WRITTEN EXERCISE 1
Please repeat the stretch from "Sure, but doesn't" through "probably be rewritten.)" in the post on hit point loss below.
WRITTEN EXERCISE 2
In the post on hit point loss, what does the writer say 4e-style hit point loss includes?
WRITTEN EXERCISE 3
According to the post on hit point loss, why does the writer see a marketing issue in the claim that D&Dnext has no room for 4e-style hit point loss?

TEXT PROVIDED
↓

But we can know that your PC tried to cut off the enemy's head. Just because we don't know the success of an action before dice are rolled doesn't mean we don't know what actions were taken.
You can narrate your attack that way. You can equally narrate it as "I go for the gut" or "I try to get an advantage - what openings are there?" or even "The orc parries badly, leaving an opening on the left side that I take advantage of." (Though presumably many would find the latter objectionable because it is "martial mind control".) I personally have no experience in melee fighting, but from what others say I gather that one of the latter two has more in common with the reality of fighting than "I go for the head" or "I go for the gut" which I gather is meaningless in the absence of more information about what sort of error (forced or otherwise) the opponent has made.

I've probably never played D&D As Gygax Intended. I'm not even 100% convinced that Gary played D&D As Gygax Intended. One of the big strengths of the game is that there's no One True Way!
Sure, but doesn't that mean that your way is not the One True Way? In other words, you might choose to narrate hit point loss as injuries whenever it occurs, but - given that nothing in the mechanics mandates that - why are you trying to assert that it is a default, or even a necessity?

There's also a marketing issue here - if you're telling me that D&Dnext doesn't have room for 4e-style hit point loss (which includes damage-on-a-miss), you're telling me I shouldn't buy it or play it. Luckily for WotC I think you're wrong, and that in fact there is very little in D&Dnext's treatment of attack rolls, damage and hit point loss that requires me to interpret in the way you are saying I must. (It's healing rules are another matter, but they can probably be rewritten.)

↑

RECORDED DATA
↓

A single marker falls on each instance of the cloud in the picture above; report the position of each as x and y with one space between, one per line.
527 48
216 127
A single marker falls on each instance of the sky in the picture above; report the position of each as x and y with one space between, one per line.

↑

EXERCISE RESPONSE 1
Sure, but doesn't that mean that your way is not the One True Way? In other words, you might choose to narrate hit point loss as injuries whenever it occurs, but - given that nothing in the mechanics mandates that - why are you trying to assert that it is a default, or even a necessity?

There's also a marketing issue here - if you're telling me that D&Dnext doesn't have room for 4e-style hit point loss (which includes damage-on-a-miss), you're telling me I shouldn't buy it or play it. Luckily for WotC I think you're wrong, and that in fact there is very little in D&Dnext's treatment of attack rolls, damage and hit point loss that requires me to interpret in the way you are saying I must. (It's healing rules are another matter, but they can probably be rewritten.)

EXERCISE RESPONSE 2
It includes damage-on-a-miss.

EXERCISE RESPONSE 3
The writer says that telling them D&Dnext has no room for 4e-style hit point loss amounts to telling them they shouldn't buy or play it.